Saved data entries:
== == ==

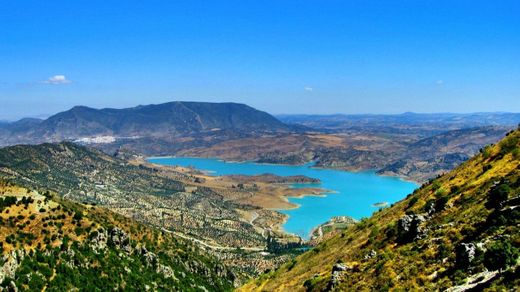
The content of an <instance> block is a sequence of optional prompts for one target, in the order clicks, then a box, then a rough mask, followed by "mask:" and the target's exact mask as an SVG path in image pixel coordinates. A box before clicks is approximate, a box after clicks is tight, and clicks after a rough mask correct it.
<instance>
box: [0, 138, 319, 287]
mask: <svg viewBox="0 0 520 292" xmlns="http://www.w3.org/2000/svg"><path fill="white" fill-rule="evenodd" d="M119 154H120V156H125V155H130V156H132V155H131V154H124V153H119ZM0 179H4V180H9V181H11V182H14V183H17V184H19V185H23V186H26V187H30V188H32V189H45V190H50V191H53V192H56V193H57V194H59V195H60V196H62V197H63V198H65V199H70V200H74V201H76V202H80V203H87V204H95V205H98V206H101V207H104V208H107V209H109V210H111V211H113V212H116V213H118V214H121V215H124V216H126V217H129V218H133V219H135V220H136V221H139V222H141V223H145V224H147V225H151V226H154V227H156V228H159V229H161V230H164V231H167V232H172V233H174V234H176V235H177V236H180V237H183V238H186V239H190V240H192V241H194V242H198V243H199V244H200V245H201V247H203V248H205V249H207V250H209V252H211V253H212V254H214V255H215V256H217V257H219V259H221V260H222V262H224V263H226V264H228V265H229V266H232V267H233V268H236V270H237V271H239V273H237V277H240V278H241V279H243V278H245V277H249V276H251V275H255V274H257V273H259V272H262V271H264V270H266V269H272V268H274V267H275V266H277V265H279V264H280V263H282V262H284V261H286V260H287V259H288V258H289V257H290V253H291V251H290V250H289V251H288V252H289V254H286V253H285V251H284V252H278V250H277V253H276V254H269V253H267V254H266V250H268V249H269V247H268V246H267V245H268V239H270V240H273V239H274V240H275V241H278V240H279V241H280V242H282V245H283V243H284V242H296V243H298V242H299V238H297V237H295V236H290V235H287V234H285V233H283V232H281V224H282V223H283V222H284V220H285V216H286V215H283V214H281V213H279V212H277V211H274V210H275V209H279V208H290V207H292V206H294V205H292V204H290V203H289V202H287V200H286V199H284V197H285V196H286V195H296V196H297V195H301V194H302V193H306V194H309V193H314V192H316V193H319V192H320V190H319V189H307V188H302V189H291V188H290V186H289V185H286V184H282V183H283V182H286V181H301V182H306V181H308V182H312V181H314V180H313V179H311V178H306V177H276V176H258V177H238V178H232V177H212V176H206V175H204V174H201V173H200V172H197V171H191V170H187V169H177V168H171V167H164V166H155V165H151V164H149V163H146V162H144V161H141V160H139V161H128V160H122V159H119V158H116V157H113V156H109V155H106V154H105V153H103V152H101V151H99V150H95V149H92V148H87V147H84V146H79V145H76V144H74V143H70V142H63V143H57V144H41V145H19V146H12V147H5V148H1V149H0ZM266 179H267V180H268V181H271V182H278V183H276V184H272V183H267V182H265V181H264V180H266Z"/></svg>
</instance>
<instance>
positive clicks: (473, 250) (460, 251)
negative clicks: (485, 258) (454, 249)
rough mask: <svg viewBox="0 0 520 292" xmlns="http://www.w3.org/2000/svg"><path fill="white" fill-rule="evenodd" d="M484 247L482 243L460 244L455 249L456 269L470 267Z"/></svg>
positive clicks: (482, 250) (483, 245) (472, 263)
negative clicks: (456, 265)
mask: <svg viewBox="0 0 520 292" xmlns="http://www.w3.org/2000/svg"><path fill="white" fill-rule="evenodd" d="M483 248H484V245H483V244H482V243H476V244H475V243H472V242H470V243H464V242H462V243H460V244H459V245H458V246H457V248H456V249H455V254H456V263H457V266H458V267H462V268H468V267H471V265H472V264H473V262H474V261H475V257H476V256H477V255H478V254H479V253H481V252H482V251H483Z"/></svg>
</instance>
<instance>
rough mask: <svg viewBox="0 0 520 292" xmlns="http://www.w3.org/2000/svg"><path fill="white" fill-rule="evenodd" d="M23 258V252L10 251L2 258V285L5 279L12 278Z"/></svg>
mask: <svg viewBox="0 0 520 292" xmlns="http://www.w3.org/2000/svg"><path fill="white" fill-rule="evenodd" d="M24 257H25V252H24V251H23V250H20V251H12V252H10V253H7V254H5V255H4V256H3V257H2V259H1V261H0V262H1V263H3V265H2V266H0V283H2V282H3V281H4V279H5V278H14V276H15V272H16V269H18V267H19V266H20V264H21V262H22V261H23V259H24ZM14 287H16V286H14Z"/></svg>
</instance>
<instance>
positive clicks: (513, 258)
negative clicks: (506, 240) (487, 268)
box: [484, 240, 520, 270]
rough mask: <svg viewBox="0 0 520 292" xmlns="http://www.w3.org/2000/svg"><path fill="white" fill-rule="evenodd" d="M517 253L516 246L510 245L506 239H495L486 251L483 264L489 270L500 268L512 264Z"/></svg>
mask: <svg viewBox="0 0 520 292" xmlns="http://www.w3.org/2000/svg"><path fill="white" fill-rule="evenodd" d="M519 255H520V252H519V250H518V248H516V247H514V246H512V245H511V242H509V241H506V240H500V241H496V242H495V243H494V244H493V245H492V246H490V247H489V249H488V250H487V251H486V253H485V256H484V265H485V266H486V268H488V269H490V270H499V269H500V270H502V269H504V268H507V267H508V266H511V265H514V264H515V263H516V260H517V258H518V256H519Z"/></svg>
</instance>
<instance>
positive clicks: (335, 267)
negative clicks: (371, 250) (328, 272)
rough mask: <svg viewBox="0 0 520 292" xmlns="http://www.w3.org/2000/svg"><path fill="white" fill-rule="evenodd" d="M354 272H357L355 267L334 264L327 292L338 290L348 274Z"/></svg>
mask: <svg viewBox="0 0 520 292" xmlns="http://www.w3.org/2000/svg"><path fill="white" fill-rule="evenodd" d="M353 270H355V265H351V264H345V263H336V264H334V266H332V274H331V277H330V281H329V284H328V285H327V291H332V290H334V289H336V288H338V286H339V284H340V283H341V281H342V280H343V279H344V277H345V276H346V273H347V272H349V271H353Z"/></svg>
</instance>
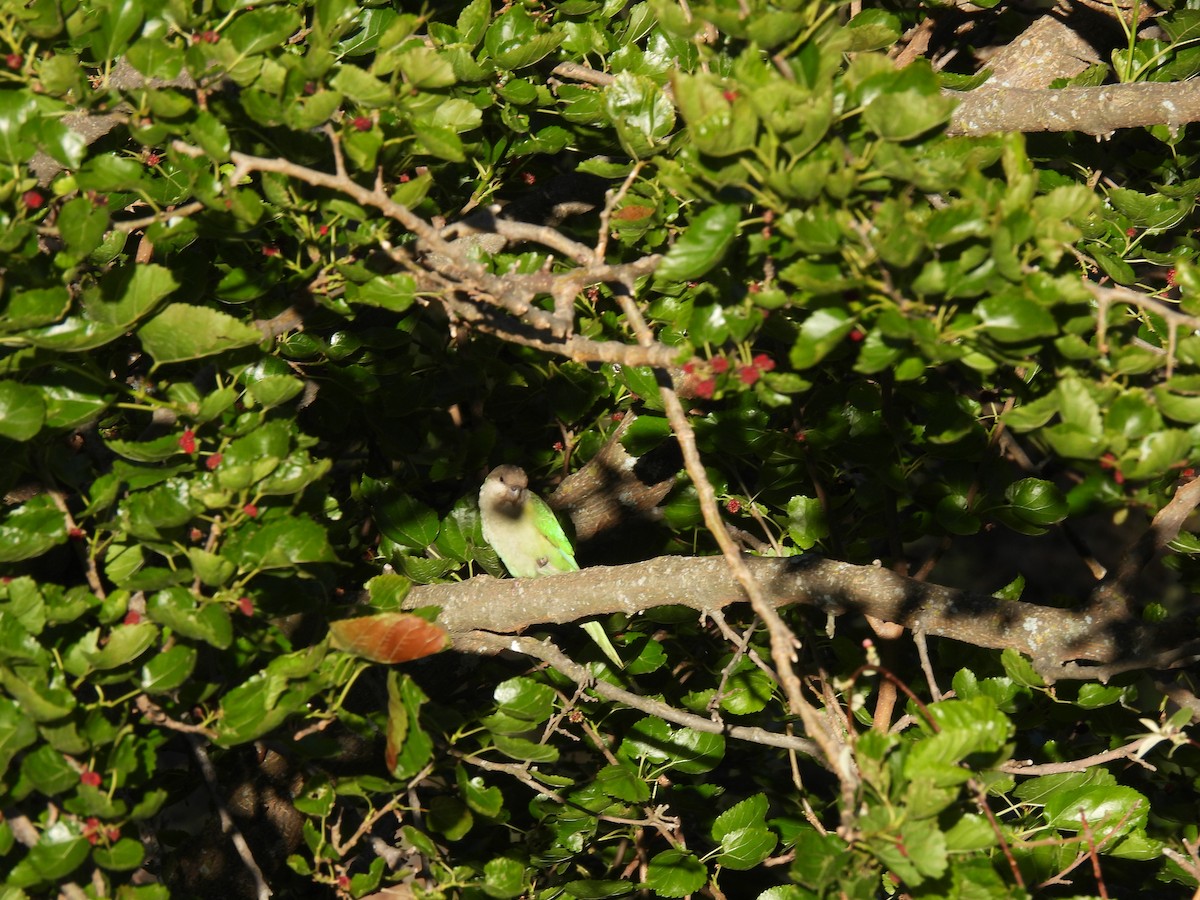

== == ==

> EXERCISE REQUIREMENTS
In the records, which lines mention the word "positive"? Copy those lines.

> WRITTEN RESPONSE
positive clicks: (473, 250) (460, 251)
positive clicks: (482, 250) (483, 245) (472, 263)
positive clicks: (513, 258)
positive clicks: (335, 267)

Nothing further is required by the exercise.